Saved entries
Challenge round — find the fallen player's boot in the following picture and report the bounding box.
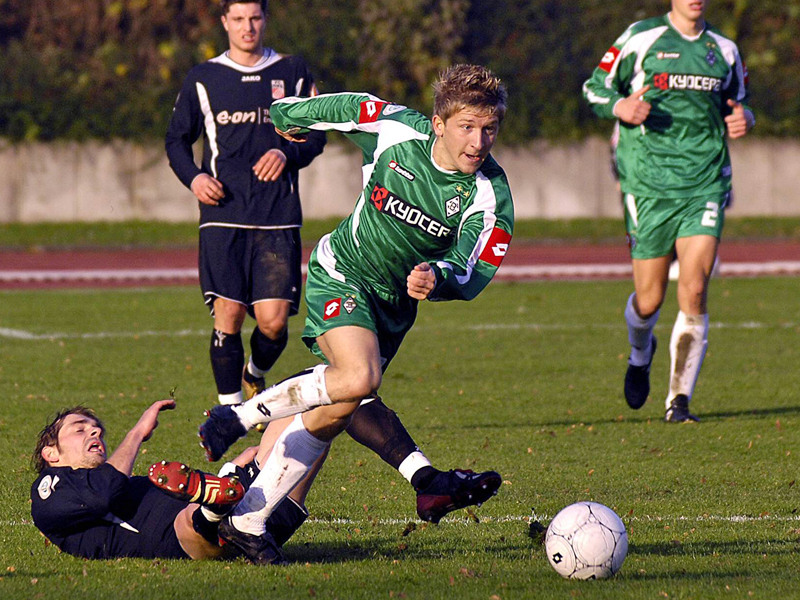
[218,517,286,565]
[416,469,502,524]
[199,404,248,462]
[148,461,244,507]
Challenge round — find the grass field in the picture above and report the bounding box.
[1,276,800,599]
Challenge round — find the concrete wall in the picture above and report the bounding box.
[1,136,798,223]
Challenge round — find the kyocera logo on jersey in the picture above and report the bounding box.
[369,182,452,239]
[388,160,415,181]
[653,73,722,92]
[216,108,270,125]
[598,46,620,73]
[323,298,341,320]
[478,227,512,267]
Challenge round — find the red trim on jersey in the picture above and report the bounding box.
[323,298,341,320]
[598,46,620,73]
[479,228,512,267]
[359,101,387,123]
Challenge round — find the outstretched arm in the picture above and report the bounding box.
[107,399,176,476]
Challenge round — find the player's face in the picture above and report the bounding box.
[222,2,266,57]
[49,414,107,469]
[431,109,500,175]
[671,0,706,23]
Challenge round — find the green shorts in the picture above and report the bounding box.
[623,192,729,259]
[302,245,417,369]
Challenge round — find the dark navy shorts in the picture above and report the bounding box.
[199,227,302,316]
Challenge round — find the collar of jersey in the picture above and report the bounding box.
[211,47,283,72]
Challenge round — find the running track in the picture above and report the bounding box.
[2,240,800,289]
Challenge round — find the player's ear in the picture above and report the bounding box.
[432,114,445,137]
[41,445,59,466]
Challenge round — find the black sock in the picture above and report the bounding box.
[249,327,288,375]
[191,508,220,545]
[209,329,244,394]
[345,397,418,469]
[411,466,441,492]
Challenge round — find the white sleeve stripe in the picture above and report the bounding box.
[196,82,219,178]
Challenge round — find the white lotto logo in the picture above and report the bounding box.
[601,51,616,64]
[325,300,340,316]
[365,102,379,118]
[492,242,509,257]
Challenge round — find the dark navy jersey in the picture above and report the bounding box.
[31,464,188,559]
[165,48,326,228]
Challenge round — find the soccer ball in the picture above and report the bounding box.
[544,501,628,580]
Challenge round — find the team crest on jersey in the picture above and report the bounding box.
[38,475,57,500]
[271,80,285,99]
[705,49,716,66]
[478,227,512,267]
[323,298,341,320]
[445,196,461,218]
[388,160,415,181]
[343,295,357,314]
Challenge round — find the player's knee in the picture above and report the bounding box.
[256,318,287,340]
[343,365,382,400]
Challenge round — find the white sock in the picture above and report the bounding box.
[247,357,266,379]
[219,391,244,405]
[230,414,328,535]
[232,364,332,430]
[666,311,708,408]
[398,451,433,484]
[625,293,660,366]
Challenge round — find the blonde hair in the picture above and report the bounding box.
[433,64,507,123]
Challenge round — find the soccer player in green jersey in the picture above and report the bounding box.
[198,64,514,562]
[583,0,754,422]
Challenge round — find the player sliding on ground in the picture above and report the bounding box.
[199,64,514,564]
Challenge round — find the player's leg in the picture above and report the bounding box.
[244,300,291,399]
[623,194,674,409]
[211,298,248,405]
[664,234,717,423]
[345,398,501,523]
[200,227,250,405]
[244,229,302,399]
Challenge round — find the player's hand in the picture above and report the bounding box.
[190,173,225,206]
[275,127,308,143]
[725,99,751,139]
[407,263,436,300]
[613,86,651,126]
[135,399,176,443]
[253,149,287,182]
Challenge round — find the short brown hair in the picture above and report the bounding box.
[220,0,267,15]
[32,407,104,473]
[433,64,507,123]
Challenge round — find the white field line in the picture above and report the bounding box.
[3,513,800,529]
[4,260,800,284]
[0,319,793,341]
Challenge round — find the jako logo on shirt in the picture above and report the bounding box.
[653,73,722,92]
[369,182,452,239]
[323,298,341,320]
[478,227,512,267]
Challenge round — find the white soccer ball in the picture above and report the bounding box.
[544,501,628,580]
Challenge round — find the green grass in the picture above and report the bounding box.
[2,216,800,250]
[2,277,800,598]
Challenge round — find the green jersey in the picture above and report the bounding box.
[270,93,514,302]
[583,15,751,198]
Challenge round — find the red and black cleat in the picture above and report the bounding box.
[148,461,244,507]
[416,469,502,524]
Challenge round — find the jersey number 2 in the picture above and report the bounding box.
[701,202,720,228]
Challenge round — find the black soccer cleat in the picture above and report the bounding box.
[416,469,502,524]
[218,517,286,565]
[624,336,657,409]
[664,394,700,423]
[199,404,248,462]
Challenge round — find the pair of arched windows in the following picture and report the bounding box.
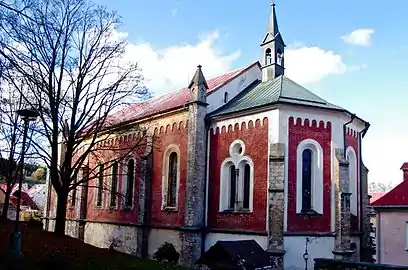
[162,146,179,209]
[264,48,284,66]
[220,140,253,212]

> **Action item**:
Could you repeat all of the data exactly, minus the pictures?

> **Worked solution**:
Challenge round — find the fallen player's boot in the following picture and report the bounding box.
[218,517,286,565]
[416,469,502,524]
[199,404,248,462]
[148,461,244,507]
Challenge round — find the grass field in the picture above and report the bounding box.
[1,276,800,599]
Challenge round — find the concrete wall in the picture above and report the bounding box.
[1,136,798,223]
Challenge round — find the kyocera logo on jersey in the picture above and report the bounding box.
[369,182,452,239]
[388,160,415,181]
[653,73,722,92]
[216,108,270,125]
[598,46,620,73]
[323,298,341,320]
[478,227,512,267]
Challenge round — find the red trim on jersey in the picture above and report the bounding box.
[323,298,341,320]
[598,46,620,73]
[479,228,512,267]
[359,101,387,123]
Challenge round — find the outstretched arm in the picture above and report the bounding box.
[107,399,176,476]
Challenge round — find the player's face in the picture above and report the bounding box.
[222,2,266,57]
[49,414,107,469]
[431,109,500,175]
[671,0,706,23]
Challenge round — find the green shorts in the picture above and report the bounding box.
[623,192,729,259]
[302,245,417,369]
Challenge round — find the dark navy shorts in the picture above and report the bounding box.
[199,227,302,316]
Challenge round — find the collar of jersey in the picture above and report the bounding box.
[211,47,283,72]
Challenge round — find the running track in the picture above and report the bounding box.
[2,240,800,289]
Challenge round — find the player's ear in the picture above and report the bounding box.
[432,114,445,137]
[41,445,59,466]
Challenge round — find the black sock in the picture above and report the bounding box.
[249,327,288,375]
[191,508,220,545]
[209,329,244,394]
[345,397,418,469]
[411,466,441,492]
Challenge round — find the white sleeve stripe in the picture above and report the bounding box.
[196,82,219,178]
Challenge round — find the white lotto logo in the picture above and report the bounding box.
[601,51,616,64]
[325,300,340,316]
[365,102,379,118]
[492,242,509,257]
Challenge round — find the dark navy jersey in the picture above and report the bounding box.
[31,464,188,559]
[165,48,326,228]
Challenge round — find the soccer ball in the picture above and report the bounding box.
[544,501,628,580]
Challenge round — find the team crest on jersey in the picture above and report the bounding box.
[38,475,57,500]
[271,80,285,99]
[705,49,716,66]
[478,227,512,267]
[323,298,341,320]
[445,196,461,218]
[388,160,415,181]
[343,295,357,314]
Challenge round — find the player's knee in the picture above and report the bounding box.
[256,318,287,340]
[343,365,382,400]
Challenge round — find the white sock in the picture above and report the bounding box.
[247,357,266,379]
[219,391,244,405]
[230,414,328,535]
[232,364,332,430]
[666,311,708,408]
[398,451,433,484]
[625,293,660,366]
Challenge round — find the blonde hair in the picture above and report the bounding box.
[433,64,507,123]
Challenge round — find the soccer player in green jersey in the picture above and report the bounding box.
[198,64,514,562]
[583,0,754,422]
Challenge round — find the player sliding on ground in the picture above and report the bounding box.
[199,64,514,564]
Challenge round — find the player's leg in the picture above and report the bounding box.
[244,300,291,399]
[623,194,674,409]
[211,298,248,405]
[664,234,717,423]
[345,398,501,523]
[200,227,250,405]
[244,229,302,399]
Challenge round — find the player's hand in the picture above and report the bounding box.
[190,173,225,206]
[275,127,308,143]
[725,99,751,139]
[407,263,436,300]
[613,86,651,126]
[135,399,176,443]
[253,149,287,182]
Challenge round — find the short brown hair in the picture above and report the bounding box.
[220,0,267,15]
[32,407,104,473]
[433,64,507,123]
Challenge round — find the white field line in the picture above and report the bounding box.
[3,513,800,529]
[4,260,800,284]
[0,319,793,341]
Challenge round — find the jako logo on shirt in the picture above and report the bounding box.
[653,73,722,92]
[369,182,452,239]
[323,298,341,320]
[478,227,512,267]
Challenge round — find the white soccer ball in the picture above and report the bounding box.
[544,501,628,580]
Challenge round — find the green grass in the picture above and report the bounding box.
[2,216,800,250]
[2,277,800,598]
Challenge round — find the green jersey in the picture above and report the bounding box.
[270,93,514,302]
[583,15,751,198]
Challenge round — find the red and black cleat in the picture above and report the bounding box.
[148,461,244,507]
[416,469,502,524]
Challenge round — find the jersey number 2 in the picture above and report the bounding box.
[701,202,720,228]
Challenge round — find the black soccer cleat in the picture above and report the bounding box.
[416,469,502,524]
[218,517,286,565]
[624,336,657,409]
[664,394,700,423]
[199,404,248,462]
Challenge round — find the pair of arched windows in the following picture and report the bounding box.
[162,146,179,209]
[264,48,284,66]
[220,140,253,212]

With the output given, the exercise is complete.